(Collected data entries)
--

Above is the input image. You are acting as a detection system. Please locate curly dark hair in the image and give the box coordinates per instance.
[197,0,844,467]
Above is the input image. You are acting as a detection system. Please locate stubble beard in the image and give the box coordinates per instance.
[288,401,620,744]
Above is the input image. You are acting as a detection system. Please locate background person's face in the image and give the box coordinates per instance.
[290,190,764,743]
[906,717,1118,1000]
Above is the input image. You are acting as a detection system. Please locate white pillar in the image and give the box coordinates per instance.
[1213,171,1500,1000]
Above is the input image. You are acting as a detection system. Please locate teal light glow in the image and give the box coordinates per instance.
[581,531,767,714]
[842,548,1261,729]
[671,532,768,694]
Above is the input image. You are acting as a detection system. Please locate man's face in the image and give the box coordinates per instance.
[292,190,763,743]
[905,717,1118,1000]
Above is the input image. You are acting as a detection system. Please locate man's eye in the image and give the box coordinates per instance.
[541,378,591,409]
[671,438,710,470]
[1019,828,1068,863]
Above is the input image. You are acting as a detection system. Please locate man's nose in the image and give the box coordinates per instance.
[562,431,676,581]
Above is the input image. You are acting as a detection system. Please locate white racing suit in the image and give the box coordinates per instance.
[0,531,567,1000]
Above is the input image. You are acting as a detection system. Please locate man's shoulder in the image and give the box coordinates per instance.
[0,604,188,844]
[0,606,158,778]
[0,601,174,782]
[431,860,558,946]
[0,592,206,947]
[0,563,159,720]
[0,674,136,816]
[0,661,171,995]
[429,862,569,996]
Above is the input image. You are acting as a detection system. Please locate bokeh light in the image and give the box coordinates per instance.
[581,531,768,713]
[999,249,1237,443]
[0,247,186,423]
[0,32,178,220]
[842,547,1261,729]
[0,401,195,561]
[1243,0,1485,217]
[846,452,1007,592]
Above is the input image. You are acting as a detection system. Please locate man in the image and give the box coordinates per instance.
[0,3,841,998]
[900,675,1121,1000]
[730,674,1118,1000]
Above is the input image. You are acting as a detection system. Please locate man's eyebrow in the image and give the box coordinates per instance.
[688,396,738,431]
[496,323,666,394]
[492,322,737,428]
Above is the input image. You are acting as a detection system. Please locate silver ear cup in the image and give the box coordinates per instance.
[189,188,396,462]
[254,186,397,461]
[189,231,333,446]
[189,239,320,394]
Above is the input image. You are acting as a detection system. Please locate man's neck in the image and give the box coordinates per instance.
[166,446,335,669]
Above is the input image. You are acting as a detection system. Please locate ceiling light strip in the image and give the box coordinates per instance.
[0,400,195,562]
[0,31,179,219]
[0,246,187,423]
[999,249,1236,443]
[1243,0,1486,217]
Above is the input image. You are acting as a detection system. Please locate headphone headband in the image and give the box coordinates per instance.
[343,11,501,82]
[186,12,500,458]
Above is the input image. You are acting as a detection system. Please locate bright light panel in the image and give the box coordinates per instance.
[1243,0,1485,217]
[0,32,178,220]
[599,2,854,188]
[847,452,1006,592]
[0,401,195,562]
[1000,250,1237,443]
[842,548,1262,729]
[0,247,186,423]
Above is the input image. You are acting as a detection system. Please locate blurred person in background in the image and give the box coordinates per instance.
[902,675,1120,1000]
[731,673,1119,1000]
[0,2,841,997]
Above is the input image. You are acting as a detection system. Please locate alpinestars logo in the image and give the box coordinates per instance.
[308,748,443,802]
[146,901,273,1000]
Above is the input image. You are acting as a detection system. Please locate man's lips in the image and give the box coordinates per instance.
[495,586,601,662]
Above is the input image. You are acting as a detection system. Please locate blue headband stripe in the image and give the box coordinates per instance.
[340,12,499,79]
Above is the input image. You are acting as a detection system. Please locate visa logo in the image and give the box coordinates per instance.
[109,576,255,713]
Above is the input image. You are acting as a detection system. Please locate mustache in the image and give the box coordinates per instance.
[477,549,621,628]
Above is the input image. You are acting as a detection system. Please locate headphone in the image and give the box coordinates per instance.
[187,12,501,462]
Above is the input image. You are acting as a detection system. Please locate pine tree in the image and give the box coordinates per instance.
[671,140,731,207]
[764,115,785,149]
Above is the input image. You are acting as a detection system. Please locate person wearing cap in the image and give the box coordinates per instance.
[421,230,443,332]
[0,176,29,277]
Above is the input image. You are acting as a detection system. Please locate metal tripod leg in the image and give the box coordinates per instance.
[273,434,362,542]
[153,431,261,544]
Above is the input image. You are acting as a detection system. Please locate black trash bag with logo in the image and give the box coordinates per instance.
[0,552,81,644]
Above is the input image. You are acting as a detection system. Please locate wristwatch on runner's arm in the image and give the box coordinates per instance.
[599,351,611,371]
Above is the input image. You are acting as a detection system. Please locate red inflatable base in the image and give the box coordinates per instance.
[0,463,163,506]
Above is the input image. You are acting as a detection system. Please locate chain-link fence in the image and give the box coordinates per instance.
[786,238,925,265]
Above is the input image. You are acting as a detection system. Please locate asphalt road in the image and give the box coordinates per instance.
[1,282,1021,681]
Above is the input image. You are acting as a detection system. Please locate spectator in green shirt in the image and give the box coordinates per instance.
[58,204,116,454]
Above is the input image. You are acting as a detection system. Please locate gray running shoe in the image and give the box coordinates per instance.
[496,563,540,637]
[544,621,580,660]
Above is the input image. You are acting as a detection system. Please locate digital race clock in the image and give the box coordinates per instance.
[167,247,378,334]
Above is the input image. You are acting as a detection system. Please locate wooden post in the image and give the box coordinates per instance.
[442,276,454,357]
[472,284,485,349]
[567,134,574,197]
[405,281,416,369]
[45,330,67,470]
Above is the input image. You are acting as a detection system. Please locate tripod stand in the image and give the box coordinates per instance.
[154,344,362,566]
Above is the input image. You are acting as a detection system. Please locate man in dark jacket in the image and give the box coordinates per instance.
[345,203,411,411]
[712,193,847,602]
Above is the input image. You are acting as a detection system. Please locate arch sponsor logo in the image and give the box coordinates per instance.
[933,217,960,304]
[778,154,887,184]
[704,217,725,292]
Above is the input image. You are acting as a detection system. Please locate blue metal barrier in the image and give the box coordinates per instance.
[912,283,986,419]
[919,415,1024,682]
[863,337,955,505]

--

- _PROBLEM DESCRIPTION_
Output all of the data exactly as given.

- _PROBLEM SOLUTION_
Above is the input image. You are acting as a detection system. Please locate curly dark hair in the image and give the box coordinates per instance.
[197,0,844,467]
Above is the input image. You are acting as a detection system. Please locate stubble beard in the image and give the box coordinates per instance.
[288,401,620,744]
Above is the input image. You are acting as a detection system. Please locate background person's face in the image and give the box coordinates per instance.
[290,190,764,743]
[906,717,1118,1000]
Above is the input image. You are acting as a detection system. Please locate white pillar in the image and give the box coordinates per instance.
[1213,171,1500,1000]
Above is the input image. You are acting as a detection system. Please locate teal light glow in the image and give the box coordinates per instance.
[581,531,767,714]
[842,548,1261,729]
[671,532,768,694]
Above is the input image. You are acting as a detection system. Please locate man's face in the image and give the box coordinates per instance.
[292,190,763,743]
[905,717,1118,1000]
Above is the input image. You are acting as a detection system. Please locate man's eye in the image and give the box coordinates per instance.
[541,378,591,409]
[671,438,710,470]
[1019,828,1068,863]
Above is the input image. You are acting as a detection system. Please locate man's nose in the image and give the box coordinates per instance.
[562,431,676,581]
Above is the input image. You are acting as a detection system. Please locate white racing suit in the image and give the box coordinates per instance.
[0,531,567,1000]
Above is the input image. You are acting as a detection system. Please locate man's shoulder in the image and give the box coordinates per instance.
[0,604,188,844]
[0,606,158,778]
[0,601,174,782]
[431,860,558,946]
[0,592,206,947]
[0,563,159,720]
[0,674,136,816]
[0,661,171,995]
[429,862,569,996]
Above is the input image. You are acting as a detection system. Please locate bokeh light in the image and give the box coordinates per instance.
[581,531,768,713]
[999,249,1237,443]
[0,247,186,423]
[0,32,178,220]
[842,547,1261,729]
[0,401,195,561]
[1243,0,1485,217]
[846,452,1007,592]
Above is the input image. You are acting as a detection system. Please locate man in the image and give the box coordinates per instance.
[0,3,841,998]
[900,675,1121,1000]
[730,674,1118,1000]
Above is the input image. You are acting as a detection system. Please locate man's eyebrow in the image and give the box coordinates per instance.
[688,396,738,431]
[496,323,666,394]
[492,322,737,428]
Above is the input image. You are acting as a detection system. Please locate silver ear cup in the image and give the box coordinates per instance.
[189,188,396,462]
[254,186,397,461]
[189,231,333,446]
[189,239,320,394]
Above is the input image. You are acting as a detection system. Please locate man's neck in the image and give the box coordinates per instance.
[166,446,335,669]
Above is the input image. You are acting as a detection system. Please locate ceiling light strip in the image and give the box coordinates per instance.
[0,400,195,562]
[0,31,179,219]
[0,246,187,423]
[999,249,1236,443]
[1243,0,1486,217]
Above is the input image. You are acting as a detection system. Please locate headphone headband in the image and give the box coordinates per instance.
[343,11,501,82]
[186,12,500,458]
Above is the input image. You are acting as a detection system. Please locate bright light panel in the image and give the box coordinates per instance.
[1243,0,1485,217]
[0,32,178,220]
[599,2,854,188]
[847,452,1006,592]
[0,401,195,562]
[1000,250,1237,443]
[842,548,1262,729]
[0,247,186,423]
Above is the input image. You are acting as a detection system. Please locate blurred person in background in the image and give the box coordinates per instance.
[902,675,1120,1000]
[731,673,1119,1000]
[0,2,841,997]
Above is the input image. You are acting as a detection system. Please locate alpinestars logo in the image and give the box coordinates per instance.
[308,748,443,802]
[146,901,273,1000]
Above is the input image. You are acting as a detection system. Please locate man's lips in the image and give the box coordinates per instance.
[495,586,601,662]
Above is the input image. You are acting as a detection system. Please locate blue headband stripe in the image and give the box coordinates per instance.
[340,12,499,79]
Above is the input image. You are acting as a detection system. Please locate visa logo in the image and give the box coordinates per instance.
[109,576,255,713]
Above is the input image. You are acting as a detection system. Please locate mustache in the image and give the box coordinates per instance.
[477,549,621,628]
Above is the input image. You are acting as a detection system. Please locate headphone in the image and give the box coordinates per instance.
[187,12,501,462]
Above is the input image. You are acting as a detection system. Please locate pine tree in the image and give the box coordinates per instance.
[671,140,731,207]
[764,115,785,149]
Above is the input image. You are acting as a detection system. Please locate person wearing cap in the image and give the box coordinates per instance.
[421,230,443,332]
[0,176,29,277]
Above is the input image. You are acting as a detection system. Please locate metal tripod leg in the image and give the box coordinates per instance.
[273,434,362,542]
[153,431,261,544]
Above is the input image. You are acting as a detection system. Please locate black trash bag with logo in the image and give the box coordinates per instance.
[0,552,81,644]
Above is the input image. You are acting as a detection system. Please locate wristwatch on runner's arm in the image and give the box coordinates per instance.
[599,351,611,371]
Above is the input image. You are acting as a detection system. Please locate red inflatable base in the image and give the box coordinates per instance.
[0,463,163,506]
Above is the input image. You are acting as a detection system. Please locate chain-link fence in the image and give the box coordinates per instance.
[786,238,925,265]
Above is the input image. You are acting as a detection system. Please locate asphalt road in the image and give the box coordinates per instance.
[1,282,1021,681]
Above is the input image. You are acting as a detection system. Please locate spectator in green shirt in the image and give the box coordinates per instance.
[58,204,116,454]
Above is the input image. You are acting as a detection system. Please locate gray running shoe in the image and give the box coordinates per instance.
[496,563,540,637]
[544,621,580,660]
Above is the input image. You are acting as a detection system. Please locate digital race clock in the image and give the box coordinates per instance.
[167,247,378,334]
Above is the input image. You are acting as a detection system. Please locate wooden post in the image and give the box coordinates per instance.
[442,276,454,357]
[472,284,485,349]
[567,134,574,197]
[405,281,416,369]
[45,330,67,470]
Above is the input image. You are acting as a detection system. Please locate tripod stand in the image and give the box coordinates per instance.
[154,344,362,566]
Above is the input image. You are acting as a detection system. Please locate man in dark jacket in the image and give the box coordinates per instance.
[345,203,411,411]
[712,193,847,602]
Above is the input image. You are acting as a detection system. Please locate arch sponsor logo in the image and give the box coordinates per instance.
[933,217,960,304]
[778,154,887,184]
[704,217,725,292]
Above is the input image. You are acting as a detection system. Please locate blue metal barrier in the image and give the box coordinates per instance.
[912,283,986,419]
[919,415,1024,682]
[863,337,955,505]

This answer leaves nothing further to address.